The request:
Rewrite all of the records below with "Could you please give" replaced by "Please provide" and every other part left unchanged. Omit the pictures from your version.

Provided material:
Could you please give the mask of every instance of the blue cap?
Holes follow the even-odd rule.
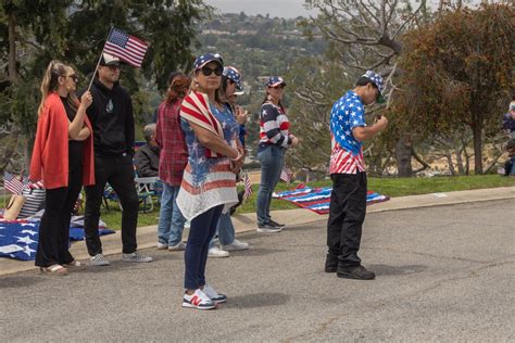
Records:
[[[237,90],[243,90],[243,85],[241,84],[241,74],[234,66],[226,66],[224,68],[224,76],[227,76],[228,79],[236,82]]]
[[[193,67],[197,71],[210,62],[216,62],[221,66],[224,66],[224,60],[222,60],[219,53],[204,53],[198,56],[197,60],[194,60]]]
[[[366,71],[362,77],[368,78],[374,85],[376,85],[379,90],[379,93],[377,94],[377,103],[384,103],[385,97],[382,97],[382,91],[385,90],[385,84],[382,82],[382,76],[373,71]]]
[[[266,87],[276,87],[279,85],[286,86],[285,80],[280,76],[272,76],[271,78],[268,78],[268,80],[265,84]]]

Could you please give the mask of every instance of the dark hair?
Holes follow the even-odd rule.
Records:
[[[361,86],[366,86],[368,84],[372,84],[372,86],[374,86],[374,88],[377,88],[376,84],[374,84],[373,80],[370,80],[368,77],[366,76],[362,76],[357,79],[356,81],[356,86],[361,87]]]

Task output:
Please provide the mask of every instance of the blue cap?
Holes follow the even-odd rule.
Records:
[[[237,90],[243,90],[243,85],[241,84],[241,74],[234,66],[226,66],[224,68],[224,76],[227,76],[228,79],[236,82]]]
[[[193,67],[197,71],[210,62],[216,62],[221,66],[224,66],[224,60],[222,60],[219,53],[204,53],[198,56],[197,60],[194,60]]]
[[[366,71],[362,77],[368,78],[374,85],[376,85],[379,90],[379,93],[377,94],[377,103],[384,103],[385,97],[382,97],[382,91],[385,90],[385,84],[382,82],[382,76],[373,71]]]
[[[266,87],[276,87],[279,85],[286,86],[285,80],[280,76],[272,76],[271,78],[268,78],[268,80],[265,84]]]

Please provide the mask of every instance of the dark hair?
Holes follow the even-odd rule.
Records:
[[[361,86],[366,86],[368,84],[372,84],[372,86],[374,86],[374,88],[377,88],[376,84],[374,84],[373,80],[370,80],[368,77],[366,76],[362,76],[357,79],[356,81],[356,86],[361,87]]]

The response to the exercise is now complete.